> PROBLEM REQUIREMENTS
List every line in the listing that contains the string "jacket", copying each one in full.

Records of labeled points:
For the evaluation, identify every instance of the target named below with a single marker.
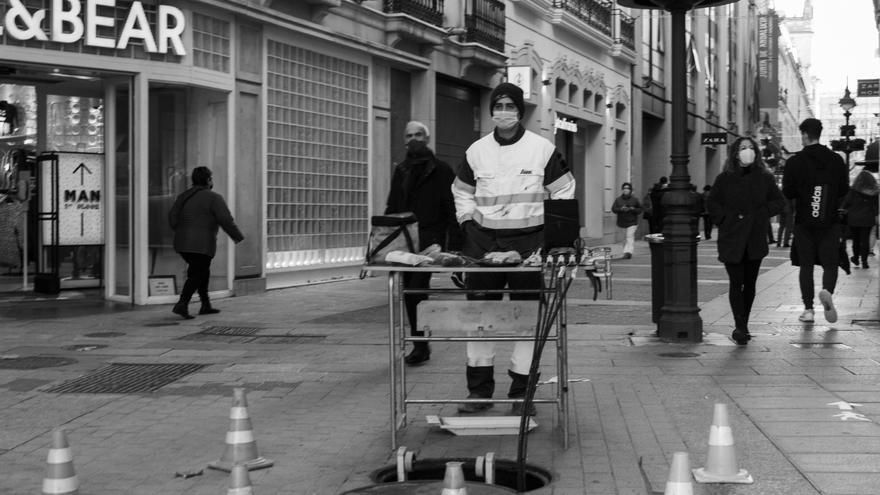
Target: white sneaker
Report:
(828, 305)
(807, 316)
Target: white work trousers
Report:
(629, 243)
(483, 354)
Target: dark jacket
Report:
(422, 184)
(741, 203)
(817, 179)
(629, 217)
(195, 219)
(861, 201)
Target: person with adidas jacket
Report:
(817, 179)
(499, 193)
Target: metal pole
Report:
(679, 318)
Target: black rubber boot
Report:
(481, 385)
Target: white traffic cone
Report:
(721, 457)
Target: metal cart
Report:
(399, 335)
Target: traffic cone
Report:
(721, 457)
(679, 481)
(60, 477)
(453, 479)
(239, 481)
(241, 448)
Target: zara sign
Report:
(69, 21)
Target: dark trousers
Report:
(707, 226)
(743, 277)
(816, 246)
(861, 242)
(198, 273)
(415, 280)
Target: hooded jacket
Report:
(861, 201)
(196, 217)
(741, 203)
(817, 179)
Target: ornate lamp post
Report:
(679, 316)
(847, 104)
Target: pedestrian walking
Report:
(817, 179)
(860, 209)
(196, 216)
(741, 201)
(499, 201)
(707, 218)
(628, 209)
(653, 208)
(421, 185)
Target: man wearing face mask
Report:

--

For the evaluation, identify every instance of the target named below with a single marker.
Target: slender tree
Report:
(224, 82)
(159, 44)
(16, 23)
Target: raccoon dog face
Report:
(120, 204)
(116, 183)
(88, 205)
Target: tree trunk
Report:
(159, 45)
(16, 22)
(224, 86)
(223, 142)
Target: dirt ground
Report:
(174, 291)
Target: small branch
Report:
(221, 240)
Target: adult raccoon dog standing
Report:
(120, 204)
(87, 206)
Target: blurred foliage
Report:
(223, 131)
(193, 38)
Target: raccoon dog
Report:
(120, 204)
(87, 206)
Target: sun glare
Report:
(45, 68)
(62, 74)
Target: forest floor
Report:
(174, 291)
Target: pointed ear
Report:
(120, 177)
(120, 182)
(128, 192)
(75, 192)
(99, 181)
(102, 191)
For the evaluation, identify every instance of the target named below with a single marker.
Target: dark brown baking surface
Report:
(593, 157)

> EXERCISE RESPONSE
Target: dark jacket
Target: person with adidas jacket
Target: hooded jacket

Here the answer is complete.